[BEGIN Record excerpts]

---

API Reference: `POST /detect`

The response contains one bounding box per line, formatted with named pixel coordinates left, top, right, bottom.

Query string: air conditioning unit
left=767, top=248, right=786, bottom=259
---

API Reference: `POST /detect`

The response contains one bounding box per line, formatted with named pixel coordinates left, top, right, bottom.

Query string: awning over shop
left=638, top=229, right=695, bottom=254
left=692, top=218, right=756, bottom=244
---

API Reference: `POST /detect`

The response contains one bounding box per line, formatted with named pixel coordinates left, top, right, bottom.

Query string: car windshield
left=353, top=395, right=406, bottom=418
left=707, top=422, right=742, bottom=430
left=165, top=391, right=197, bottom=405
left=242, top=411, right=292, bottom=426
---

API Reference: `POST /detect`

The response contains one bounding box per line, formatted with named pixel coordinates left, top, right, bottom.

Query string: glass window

[END Record excerpts]

• _Exercise goal_:
Rewrite every line of the entries above in full, shifting each bounding-box coordinate value up by 35 and leaving all other text unchanged.

• _Correct result_:
---

API Reference: `POST /detect`

The response contains one bounding box per line, formatted with named pixel coordinates left, top, right, bottom.

Query string: air conditioning unit
left=802, top=283, right=821, bottom=294
---

API Reference: `POST /detect`

The response contains one bounding box per line, formatted with named pixel coordinates left, top, right, bottom.

Query string: awning over shop
left=673, top=264, right=730, bottom=289
left=727, top=253, right=791, bottom=279
---

API Reference: `POST /detect`

The response contains one bounding box per line, formatted with named pixel coordinates left, top, right, bottom.

Query string: car windshield
left=388, top=430, right=441, bottom=453
left=742, top=457, right=777, bottom=465
left=200, top=426, right=232, bottom=440
left=277, top=446, right=327, bottom=461
---

API Reference: `POST /detect`

The response contains one bounding box per line, formatted with named pixel coordinates left, top, right, bottom.

Query string: glass window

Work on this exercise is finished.